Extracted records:
────────────────────

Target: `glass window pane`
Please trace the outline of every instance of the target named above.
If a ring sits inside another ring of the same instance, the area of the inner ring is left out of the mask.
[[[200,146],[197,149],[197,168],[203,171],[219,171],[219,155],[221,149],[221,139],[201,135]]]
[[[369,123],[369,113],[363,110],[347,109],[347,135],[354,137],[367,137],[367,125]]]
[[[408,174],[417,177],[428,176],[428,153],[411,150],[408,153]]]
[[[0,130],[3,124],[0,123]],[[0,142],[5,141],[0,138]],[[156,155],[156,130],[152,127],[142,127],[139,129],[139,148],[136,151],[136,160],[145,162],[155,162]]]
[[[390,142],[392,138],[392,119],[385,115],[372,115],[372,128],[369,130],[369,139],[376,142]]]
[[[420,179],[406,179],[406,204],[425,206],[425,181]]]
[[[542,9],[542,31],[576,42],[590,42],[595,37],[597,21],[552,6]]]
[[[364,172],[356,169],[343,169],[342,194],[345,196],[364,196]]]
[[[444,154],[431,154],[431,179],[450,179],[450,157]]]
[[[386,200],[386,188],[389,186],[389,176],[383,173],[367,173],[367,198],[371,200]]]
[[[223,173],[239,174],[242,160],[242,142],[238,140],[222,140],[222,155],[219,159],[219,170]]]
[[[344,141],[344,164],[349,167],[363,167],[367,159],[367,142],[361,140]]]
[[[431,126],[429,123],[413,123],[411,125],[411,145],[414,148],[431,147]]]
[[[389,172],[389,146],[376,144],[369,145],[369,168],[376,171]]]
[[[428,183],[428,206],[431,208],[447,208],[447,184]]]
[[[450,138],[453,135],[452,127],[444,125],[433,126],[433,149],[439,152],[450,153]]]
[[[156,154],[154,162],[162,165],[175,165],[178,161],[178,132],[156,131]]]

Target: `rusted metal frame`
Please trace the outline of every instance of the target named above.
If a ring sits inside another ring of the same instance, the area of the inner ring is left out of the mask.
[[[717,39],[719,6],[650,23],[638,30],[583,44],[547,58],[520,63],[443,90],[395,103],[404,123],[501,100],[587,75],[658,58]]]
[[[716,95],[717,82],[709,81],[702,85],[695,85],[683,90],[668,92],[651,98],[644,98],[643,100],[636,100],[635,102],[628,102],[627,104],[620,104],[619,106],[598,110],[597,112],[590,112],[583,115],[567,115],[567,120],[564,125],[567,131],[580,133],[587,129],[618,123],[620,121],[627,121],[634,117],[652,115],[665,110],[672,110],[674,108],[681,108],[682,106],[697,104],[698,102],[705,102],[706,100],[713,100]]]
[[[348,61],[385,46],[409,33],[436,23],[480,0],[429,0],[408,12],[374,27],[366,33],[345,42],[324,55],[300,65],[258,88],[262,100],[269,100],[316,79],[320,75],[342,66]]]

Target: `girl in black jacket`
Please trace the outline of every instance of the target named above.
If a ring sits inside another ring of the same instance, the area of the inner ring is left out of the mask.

────────────────────

Task instructions
Rewrite the records, from the first line through the line that contains "[[[408,174],[417,177],[428,176],[428,153],[411,150],[408,153]]]", both included, as a Markdown table with the columns No. and Line. Number each row and omit any blank lines.

Output of the task
| No. | Line |
|---|---|
| 1 | Target: `glass window pane` |
| 2 | Please trace the outline of every instance of the target named above. |
| 3 | If a ring sits inside another ring of the same instance, the area of the inner ring is left out of the mask. |
| 4 | [[[200,146],[197,149],[197,168],[203,171],[219,171],[219,155],[221,149],[221,139],[201,135]]] |
| 5 | [[[369,123],[369,113],[363,110],[347,109],[347,135],[354,137],[367,137],[367,125]]] |
| 6 | [[[408,174],[417,177],[428,176],[428,153],[411,150],[408,153]]] |